• _Kurze Übung 1_:
Bitte gib die Zeilen zwischen der Zeile mit „snowy valley floor — mark it“ und dem Ende der Zeilen, beide eingeschlossen, noch einmal aus und benenne darin „ski lift tower“ in „lift pylon“ um. Alles andere bleibt unverändert.

• _Seitenauszug_:

----------------------------------------

Barbara Mithlinger, Leiterin der kleinen galerie

Palimpsest - Gaia - Skelett und Fleisch - Mensch und Tier – Liebe - Göttinnen; Sechs Sujets mit denen sich sieben Künstler:innen (Hubert Christian Ehalt Gotthard Fellerer, Julia Fromm, Ulrich Gansert, Martina Pippal / Götz Bury und Elisabeth von Samsonow) befassen und sich ihnen auf individuelle Art, mit unterschiedlicher künstlerischer Stilistik nähern. Sie beschreiben Urthemen des menschlichen Seins. Bilder, Objekte, Installationen, Fundstücke, Relikte.

----------------------------------------

• _Kurze Übung 2_:
Prüfe anhand des Seitenauszugs, ob diese Aussagen stimmen: (a) Barbara Mithlinger leitet die kleine galerie. (b) Die Künstler:innen befassen sich mit sieben Sujets. (c) Alle Künstler:innen nähern sich den Themen mit derselben künstlerischen Stilistik. Antworte jeweils mit Ja oder Nein und zitiere die entscheidenden Worte wörtlich.

• _Vorliegende Zeilen_:
----------------------------------------

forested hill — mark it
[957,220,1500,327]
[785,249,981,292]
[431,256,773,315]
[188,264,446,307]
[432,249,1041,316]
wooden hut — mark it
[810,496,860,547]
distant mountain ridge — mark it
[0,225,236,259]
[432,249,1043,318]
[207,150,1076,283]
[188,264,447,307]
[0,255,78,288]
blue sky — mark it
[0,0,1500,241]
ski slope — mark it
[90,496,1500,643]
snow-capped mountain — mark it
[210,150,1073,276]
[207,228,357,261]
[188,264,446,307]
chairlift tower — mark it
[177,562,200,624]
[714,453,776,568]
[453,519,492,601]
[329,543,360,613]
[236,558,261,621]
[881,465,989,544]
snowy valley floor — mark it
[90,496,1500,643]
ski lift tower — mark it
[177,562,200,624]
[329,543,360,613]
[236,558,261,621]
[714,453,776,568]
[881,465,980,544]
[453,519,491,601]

----------------------------------------

• _Antwort 1_:
snowy valley floor — mark it
[90,496,1500,643]
lift pylon — mark it
[177,562,200,624]
[329,543,360,613]
[236,558,261,621]
[714,453,776,568]
[881,465,980,544]
[453,519,491,601]

• _Antwort 2_:
(a) Ja: „Barbara Mithlinger, Leiterin der kleinen galerie“
(b) Nein: „Sechs Sujets“
(c) Nein: „mit unterschiedlicher künstlerischer Stilistik“